What you will do: Each record must be retyped in full. No character may differ.

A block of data
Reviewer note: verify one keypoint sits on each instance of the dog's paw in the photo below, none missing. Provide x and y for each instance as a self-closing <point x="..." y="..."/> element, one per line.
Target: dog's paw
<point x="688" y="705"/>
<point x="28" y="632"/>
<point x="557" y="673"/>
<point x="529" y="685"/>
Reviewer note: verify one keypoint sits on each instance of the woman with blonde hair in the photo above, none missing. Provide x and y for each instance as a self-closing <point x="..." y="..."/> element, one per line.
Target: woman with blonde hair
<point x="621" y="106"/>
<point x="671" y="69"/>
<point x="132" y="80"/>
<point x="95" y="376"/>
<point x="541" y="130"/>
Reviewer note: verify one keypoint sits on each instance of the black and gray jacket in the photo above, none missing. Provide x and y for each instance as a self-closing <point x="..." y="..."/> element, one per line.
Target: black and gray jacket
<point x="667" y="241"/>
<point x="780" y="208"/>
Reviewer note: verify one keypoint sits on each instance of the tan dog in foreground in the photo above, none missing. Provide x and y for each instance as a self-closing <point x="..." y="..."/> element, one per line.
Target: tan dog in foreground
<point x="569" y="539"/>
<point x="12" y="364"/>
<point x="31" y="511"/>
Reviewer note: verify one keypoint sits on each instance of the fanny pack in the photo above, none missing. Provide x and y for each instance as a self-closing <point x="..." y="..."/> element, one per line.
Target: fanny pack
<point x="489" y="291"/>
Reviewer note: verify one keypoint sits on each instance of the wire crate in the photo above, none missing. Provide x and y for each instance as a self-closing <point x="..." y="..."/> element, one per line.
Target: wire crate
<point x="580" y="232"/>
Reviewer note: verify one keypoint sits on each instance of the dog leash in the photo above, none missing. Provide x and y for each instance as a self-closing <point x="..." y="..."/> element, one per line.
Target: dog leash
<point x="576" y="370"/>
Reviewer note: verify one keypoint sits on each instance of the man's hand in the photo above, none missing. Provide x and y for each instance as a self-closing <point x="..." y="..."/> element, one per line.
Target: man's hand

Task response:
Reviewer note: verify one keypoint sits on each instance of the dog's paw in the photo below, none missing. Provide x and y for each instance as a self-closing <point x="..." y="..."/> element, one per line.
Target: dog's paw
<point x="688" y="705"/>
<point x="28" y="632"/>
<point x="557" y="673"/>
<point x="529" y="685"/>
Reviewer note: verify one keypoint sits on each instance of the woman with blonde hair in the photo above, none missing. Provide x and y for each instance as a self-closing <point x="..." y="..."/> element, one per line.
Target: woman with blonde hair
<point x="621" y="106"/>
<point x="671" y="69"/>
<point x="132" y="80"/>
<point x="95" y="376"/>
<point x="541" y="130"/>
Reviewer note: verify one keypoint sits on each instance of the black and gray jacket in the photo above, none missing. Provide x and y for each instance as a self-closing <point x="..." y="..."/> element, one per line.
Target: black and gray jacket
<point x="667" y="241"/>
<point x="780" y="208"/>
Reviewer note: verify one keypoint sits on each instance of the tan dog in foreground in the photo above, none missing. Provide x and y for each instance as a self-closing <point x="..." y="..."/> element, one per line.
Target: tan dog in foreground
<point x="569" y="539"/>
<point x="12" y="364"/>
<point x="31" y="511"/>
Reviewer note: verify one keypoint sits on each instance of the fanny pack in the photo above, none missing. Provide x and y for each instance as a self-closing <point x="..." y="..."/> element, one per line.
Target: fanny pack
<point x="489" y="291"/>
Reviewer note: verify one keypoint sits on each instance of the wire crate in the photo above, none missing. Provide x and y for each instance as a self-closing <point x="..." y="..."/> element, one per line.
Target: wire crate
<point x="580" y="232"/>
Reviewer note: verify one keypoint sits on each instance of the dog leash in the photo above, none missing. Provide x and y for each instance as a self-closing <point x="..." y="..."/> element, one per line.
Target: dog leash
<point x="576" y="370"/>
Reviewer note: verify one keypoint sits on each instance of the man's hand in the photo above, none missing. Provide x and y for each instance as a self-closing <point x="..." y="..."/> element, one per line.
Target: man's hand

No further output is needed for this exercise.